--- START OF EXTRACTED MATERIAL ---

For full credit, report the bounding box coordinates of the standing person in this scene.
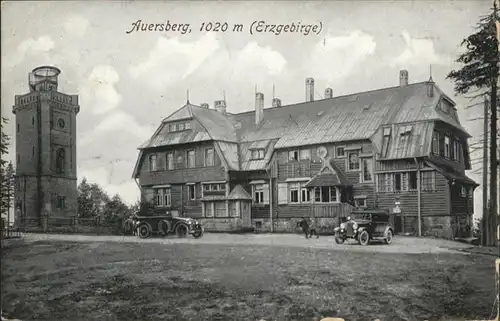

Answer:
[309,217,319,239]
[299,217,309,238]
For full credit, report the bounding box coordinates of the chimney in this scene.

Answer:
[255,93,264,126]
[399,70,408,87]
[427,77,434,97]
[306,77,314,102]
[214,100,226,114]
[325,88,333,99]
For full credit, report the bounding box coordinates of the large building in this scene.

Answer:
[12,66,80,226]
[133,70,477,238]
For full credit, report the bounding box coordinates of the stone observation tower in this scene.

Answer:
[12,66,80,227]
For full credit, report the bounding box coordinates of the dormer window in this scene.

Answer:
[432,131,439,155]
[382,127,391,157]
[299,149,311,160]
[168,121,191,133]
[252,149,264,160]
[444,135,450,158]
[401,125,413,135]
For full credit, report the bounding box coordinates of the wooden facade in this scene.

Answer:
[134,75,477,236]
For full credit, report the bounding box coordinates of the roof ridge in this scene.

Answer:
[231,80,429,116]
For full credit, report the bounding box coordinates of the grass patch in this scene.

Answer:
[2,241,495,321]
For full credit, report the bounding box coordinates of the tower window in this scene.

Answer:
[56,148,66,173]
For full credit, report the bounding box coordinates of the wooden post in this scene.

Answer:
[481,99,490,246]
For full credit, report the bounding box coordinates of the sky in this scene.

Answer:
[1,0,491,215]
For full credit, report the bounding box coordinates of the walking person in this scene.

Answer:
[309,217,319,239]
[299,217,309,238]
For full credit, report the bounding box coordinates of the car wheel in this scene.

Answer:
[358,231,370,245]
[158,220,170,236]
[138,224,151,239]
[385,230,392,244]
[335,236,345,244]
[193,230,203,239]
[175,224,188,237]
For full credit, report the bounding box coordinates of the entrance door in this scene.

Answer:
[394,215,403,233]
[240,201,252,227]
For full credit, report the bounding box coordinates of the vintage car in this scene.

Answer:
[334,210,394,245]
[124,215,204,238]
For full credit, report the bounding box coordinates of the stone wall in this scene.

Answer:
[198,218,250,232]
[252,217,338,234]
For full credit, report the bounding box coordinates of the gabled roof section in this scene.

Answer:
[426,160,479,187]
[240,139,277,171]
[376,122,434,160]
[162,103,193,122]
[191,105,238,142]
[305,158,352,187]
[227,184,252,200]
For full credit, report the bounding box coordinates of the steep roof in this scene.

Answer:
[135,82,470,174]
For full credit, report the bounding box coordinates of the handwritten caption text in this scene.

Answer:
[126,20,323,36]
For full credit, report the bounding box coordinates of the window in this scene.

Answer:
[56,196,66,209]
[205,202,214,217]
[450,140,457,160]
[314,186,340,203]
[432,131,439,155]
[149,155,156,172]
[420,171,436,191]
[214,202,227,217]
[444,135,450,158]
[394,173,403,192]
[167,152,174,170]
[288,150,299,161]
[154,188,172,207]
[288,183,299,203]
[56,148,66,173]
[408,172,418,191]
[163,188,172,206]
[362,158,373,182]
[188,185,196,200]
[205,148,214,166]
[252,149,264,160]
[336,146,345,158]
[347,152,359,171]
[453,140,460,162]
[382,127,391,157]
[300,187,311,203]
[354,198,366,207]
[253,184,264,204]
[187,150,196,168]
[299,149,311,160]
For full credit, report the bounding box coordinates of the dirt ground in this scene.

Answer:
[2,234,495,321]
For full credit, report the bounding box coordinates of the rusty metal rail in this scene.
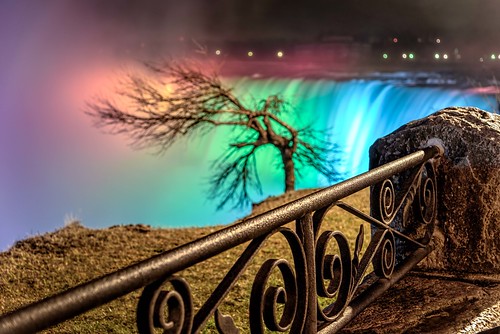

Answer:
[0,146,440,334]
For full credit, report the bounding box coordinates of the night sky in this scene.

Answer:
[0,0,500,250]
[75,0,500,42]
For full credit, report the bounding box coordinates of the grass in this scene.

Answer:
[0,189,369,333]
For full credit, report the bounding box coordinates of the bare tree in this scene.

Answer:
[86,62,338,209]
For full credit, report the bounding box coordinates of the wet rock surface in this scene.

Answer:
[341,272,500,334]
[370,108,500,274]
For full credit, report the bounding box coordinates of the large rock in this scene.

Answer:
[370,108,500,274]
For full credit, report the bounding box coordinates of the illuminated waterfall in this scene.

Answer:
[0,78,494,248]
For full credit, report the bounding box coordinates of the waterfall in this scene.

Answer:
[0,77,494,249]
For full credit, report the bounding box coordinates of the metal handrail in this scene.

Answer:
[0,146,440,334]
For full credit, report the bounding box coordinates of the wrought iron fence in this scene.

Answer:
[0,146,440,334]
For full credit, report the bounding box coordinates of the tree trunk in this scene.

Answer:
[281,149,295,193]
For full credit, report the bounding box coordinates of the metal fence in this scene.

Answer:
[0,146,440,334]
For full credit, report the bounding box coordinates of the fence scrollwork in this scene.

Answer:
[0,146,440,334]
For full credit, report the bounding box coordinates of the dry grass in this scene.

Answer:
[0,190,369,333]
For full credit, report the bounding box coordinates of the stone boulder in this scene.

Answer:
[370,108,500,274]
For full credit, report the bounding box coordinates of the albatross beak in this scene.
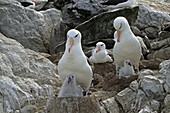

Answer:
[96,48,100,53]
[117,30,121,42]
[68,38,74,53]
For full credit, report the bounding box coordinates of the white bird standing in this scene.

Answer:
[89,42,113,63]
[119,59,135,77]
[113,17,141,76]
[58,29,93,95]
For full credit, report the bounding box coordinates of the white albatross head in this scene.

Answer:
[66,29,81,53]
[95,42,106,53]
[113,17,130,42]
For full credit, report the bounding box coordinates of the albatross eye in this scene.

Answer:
[74,33,79,38]
[119,23,122,29]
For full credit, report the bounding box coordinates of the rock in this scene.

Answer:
[135,5,170,39]
[159,59,170,74]
[164,94,170,109]
[46,97,100,113]
[115,88,137,113]
[0,34,61,113]
[100,97,120,113]
[139,58,162,70]
[20,105,37,113]
[157,31,170,41]
[76,7,138,43]
[129,80,139,91]
[151,37,170,50]
[0,0,61,52]
[131,89,149,112]
[164,77,170,93]
[139,75,165,100]
[54,0,73,9]
[62,0,105,28]
[147,47,170,60]
[102,73,138,93]
[159,60,170,93]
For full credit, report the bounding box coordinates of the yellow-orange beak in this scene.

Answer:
[117,30,121,42]
[68,38,74,53]
[96,48,100,53]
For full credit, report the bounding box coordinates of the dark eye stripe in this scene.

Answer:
[119,23,122,29]
[74,33,79,38]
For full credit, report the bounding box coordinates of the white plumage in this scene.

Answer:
[113,17,141,76]
[119,59,135,77]
[58,29,93,94]
[89,42,113,63]
[58,75,83,97]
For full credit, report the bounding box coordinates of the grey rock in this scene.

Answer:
[0,0,61,52]
[129,80,139,91]
[164,77,170,93]
[164,94,170,109]
[158,31,170,40]
[62,0,105,28]
[0,34,59,113]
[20,105,37,113]
[135,5,170,39]
[159,60,170,93]
[151,38,170,50]
[147,46,170,60]
[139,75,165,100]
[76,7,138,43]
[101,97,120,113]
[131,89,149,112]
[46,96,100,113]
[115,88,137,112]
[159,60,170,74]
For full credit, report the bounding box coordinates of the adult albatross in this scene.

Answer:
[113,17,141,76]
[58,29,93,95]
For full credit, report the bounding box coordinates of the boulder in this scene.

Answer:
[75,7,138,43]
[139,75,165,100]
[0,0,62,52]
[115,88,137,113]
[100,97,120,113]
[61,0,105,28]
[135,5,170,39]
[46,96,100,113]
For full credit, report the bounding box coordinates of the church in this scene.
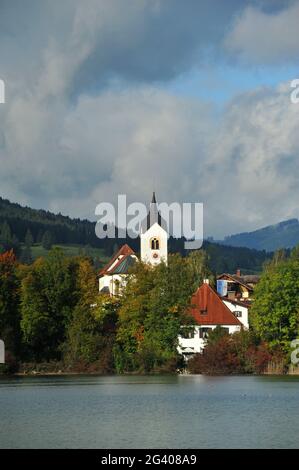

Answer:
[99,193,249,360]
[99,193,168,295]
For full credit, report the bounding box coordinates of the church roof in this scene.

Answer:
[99,244,135,276]
[187,283,241,325]
[110,255,136,274]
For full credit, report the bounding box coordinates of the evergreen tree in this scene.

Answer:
[25,229,33,248]
[250,250,299,351]
[42,230,53,250]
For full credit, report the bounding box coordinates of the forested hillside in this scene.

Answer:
[0,197,271,273]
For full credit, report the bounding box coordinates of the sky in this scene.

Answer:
[0,0,299,238]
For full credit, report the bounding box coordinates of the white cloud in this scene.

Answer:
[0,0,299,236]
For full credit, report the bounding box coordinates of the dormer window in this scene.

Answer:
[151,237,160,250]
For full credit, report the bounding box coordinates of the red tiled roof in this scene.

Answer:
[99,244,135,276]
[188,284,241,325]
[217,273,253,291]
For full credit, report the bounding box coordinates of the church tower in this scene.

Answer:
[140,193,168,266]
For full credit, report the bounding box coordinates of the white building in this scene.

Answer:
[99,245,138,295]
[99,193,168,295]
[140,193,168,266]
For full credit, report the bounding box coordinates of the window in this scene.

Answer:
[151,237,159,250]
[234,310,242,318]
[181,327,194,339]
[199,328,212,339]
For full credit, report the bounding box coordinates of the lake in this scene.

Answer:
[0,375,299,449]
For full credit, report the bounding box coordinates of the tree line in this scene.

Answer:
[0,248,299,374]
[0,248,212,373]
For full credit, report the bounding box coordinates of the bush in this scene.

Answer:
[187,331,281,375]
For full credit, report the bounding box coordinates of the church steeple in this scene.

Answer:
[140,191,168,266]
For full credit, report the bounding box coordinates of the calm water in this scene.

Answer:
[0,376,299,448]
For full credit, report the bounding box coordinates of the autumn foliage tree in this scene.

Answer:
[21,248,78,360]
[0,250,21,364]
[250,248,299,352]
[63,259,118,373]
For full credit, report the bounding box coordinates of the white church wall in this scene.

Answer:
[140,222,168,265]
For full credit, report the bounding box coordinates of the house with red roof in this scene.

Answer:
[99,244,138,295]
[178,280,248,359]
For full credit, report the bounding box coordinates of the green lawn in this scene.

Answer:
[24,243,109,266]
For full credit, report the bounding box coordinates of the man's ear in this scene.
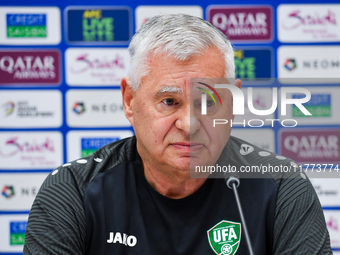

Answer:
[120,77,135,126]
[231,79,242,120]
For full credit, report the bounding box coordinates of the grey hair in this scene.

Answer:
[128,14,235,90]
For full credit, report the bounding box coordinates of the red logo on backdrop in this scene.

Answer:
[280,129,340,163]
[208,6,273,41]
[0,50,60,85]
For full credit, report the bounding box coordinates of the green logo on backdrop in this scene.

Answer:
[207,220,241,255]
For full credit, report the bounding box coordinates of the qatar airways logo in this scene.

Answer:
[197,82,312,127]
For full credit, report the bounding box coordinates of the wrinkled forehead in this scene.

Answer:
[190,78,235,96]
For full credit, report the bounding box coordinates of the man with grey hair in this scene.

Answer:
[24,14,332,255]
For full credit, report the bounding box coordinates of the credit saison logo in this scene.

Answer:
[285,58,296,71]
[2,185,15,199]
[73,102,124,115]
[81,137,119,158]
[106,232,137,247]
[6,14,47,38]
[66,6,131,44]
[197,82,312,127]
[2,101,15,116]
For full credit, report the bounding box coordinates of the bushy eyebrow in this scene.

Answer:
[156,86,183,96]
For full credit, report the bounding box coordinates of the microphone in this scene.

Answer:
[224,172,254,255]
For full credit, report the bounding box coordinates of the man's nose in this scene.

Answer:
[176,105,201,135]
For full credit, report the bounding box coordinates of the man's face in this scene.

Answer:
[123,48,238,178]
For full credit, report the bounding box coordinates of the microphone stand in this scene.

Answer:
[226,175,254,255]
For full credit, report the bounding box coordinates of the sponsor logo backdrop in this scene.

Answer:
[0,0,340,254]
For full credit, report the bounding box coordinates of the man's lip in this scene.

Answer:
[172,142,203,152]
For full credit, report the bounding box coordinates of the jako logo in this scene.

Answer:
[106,232,137,247]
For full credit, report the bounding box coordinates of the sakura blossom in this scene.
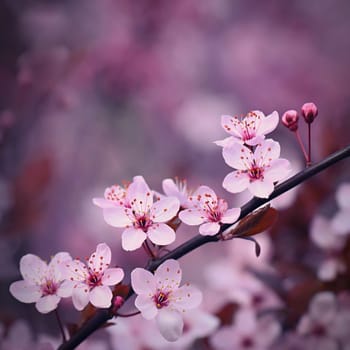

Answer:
[65,243,124,310]
[10,252,72,314]
[222,139,290,198]
[215,111,279,147]
[332,183,350,236]
[131,259,202,342]
[210,309,281,350]
[179,186,241,236]
[310,215,346,281]
[103,177,180,251]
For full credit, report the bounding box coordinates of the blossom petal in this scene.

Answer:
[156,309,184,342]
[147,223,176,245]
[88,243,112,272]
[220,208,241,224]
[35,295,61,314]
[72,283,89,311]
[199,222,220,236]
[248,180,274,198]
[126,176,153,214]
[154,259,182,290]
[103,207,132,227]
[135,294,158,320]
[131,267,157,295]
[10,280,42,303]
[171,284,203,312]
[151,197,180,222]
[222,170,249,193]
[222,143,253,170]
[101,267,124,286]
[122,227,147,251]
[89,286,113,308]
[257,111,279,135]
[264,158,291,182]
[19,254,47,284]
[179,209,206,226]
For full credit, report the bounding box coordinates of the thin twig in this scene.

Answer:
[58,145,350,350]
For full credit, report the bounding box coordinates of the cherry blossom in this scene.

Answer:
[66,243,124,310]
[10,252,72,314]
[222,139,290,198]
[131,259,202,341]
[103,177,180,250]
[332,183,350,236]
[179,186,241,236]
[310,216,346,281]
[215,111,279,147]
[210,309,281,350]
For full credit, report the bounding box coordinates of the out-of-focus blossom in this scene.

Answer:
[215,111,279,147]
[210,309,281,350]
[179,186,241,236]
[310,216,346,281]
[297,292,350,350]
[103,177,180,250]
[131,259,202,341]
[222,139,290,198]
[162,178,190,208]
[10,252,72,313]
[332,183,350,235]
[301,102,318,124]
[66,243,124,310]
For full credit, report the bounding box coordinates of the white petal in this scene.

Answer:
[147,223,176,245]
[222,143,253,170]
[199,222,220,236]
[88,243,112,272]
[222,171,249,193]
[35,295,61,314]
[19,254,48,284]
[156,309,184,342]
[122,227,147,251]
[10,281,42,303]
[151,197,180,222]
[221,208,241,224]
[131,268,157,294]
[135,294,158,320]
[154,259,182,290]
[248,180,274,198]
[89,286,113,308]
[103,207,132,227]
[72,283,89,311]
[102,267,124,286]
[179,209,206,226]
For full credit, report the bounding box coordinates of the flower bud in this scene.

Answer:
[301,102,318,124]
[282,109,299,131]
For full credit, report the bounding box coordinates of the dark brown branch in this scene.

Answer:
[59,146,350,350]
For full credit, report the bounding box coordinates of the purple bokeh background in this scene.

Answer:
[0,0,350,348]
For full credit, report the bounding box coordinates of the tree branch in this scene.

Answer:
[59,145,350,350]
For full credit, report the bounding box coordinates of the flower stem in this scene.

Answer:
[295,130,310,166]
[58,145,350,350]
[55,309,67,343]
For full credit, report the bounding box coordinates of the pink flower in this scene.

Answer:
[222,139,290,198]
[210,309,281,350]
[131,259,202,341]
[103,177,180,250]
[66,243,124,310]
[215,111,278,147]
[179,186,241,236]
[10,252,72,314]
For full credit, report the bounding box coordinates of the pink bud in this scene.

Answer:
[301,102,318,124]
[282,109,299,131]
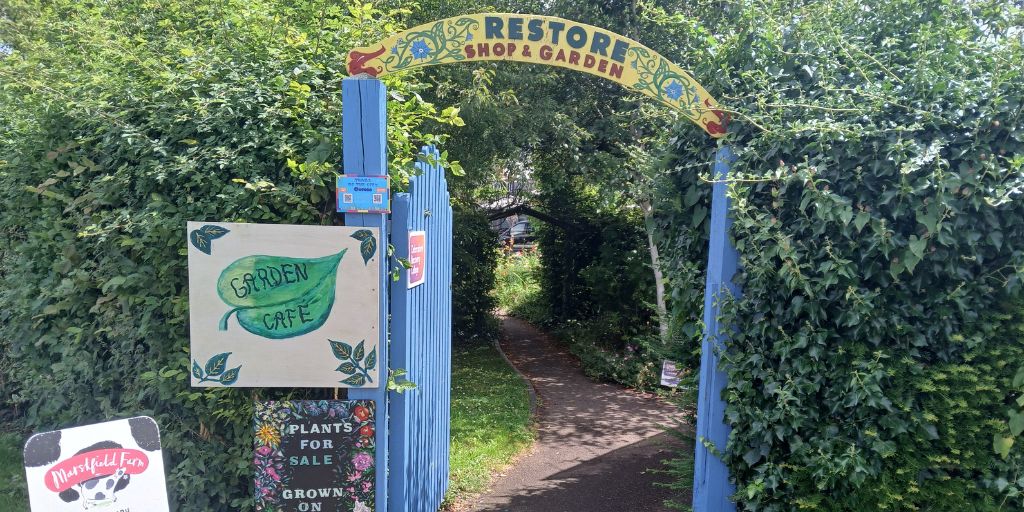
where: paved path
[468,318,681,512]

--- END OF EXTRACTED MATERIAL ---

WHAT YOU SHOULD DO: Copy the lines starting at the one containing "saison logo in this scene." and ending at the one containing "[176,105,201,135]", reproducing them without any change.

OUTPUT OF THE EXERCISE:
For full credit, report the bounding box coordinates of the credit saison logo in this scene.

Answer:
[285,58,296,71]
[2,185,15,199]
[73,102,124,115]
[81,137,119,158]
[106,232,137,247]
[6,14,47,38]
[66,6,131,44]
[197,82,312,127]
[2,101,15,116]
For full credit, report the bounding box coordinates of the bushy eyebrow in this scene.

Answer:
[156,86,183,96]
For full credit, report the bounding box coordinates of the microphone in this scene.

Answer:
[224,172,254,255]
For full credit, report the bounding box coordinates of the man's nose in this scene.

Answer:
[176,105,201,135]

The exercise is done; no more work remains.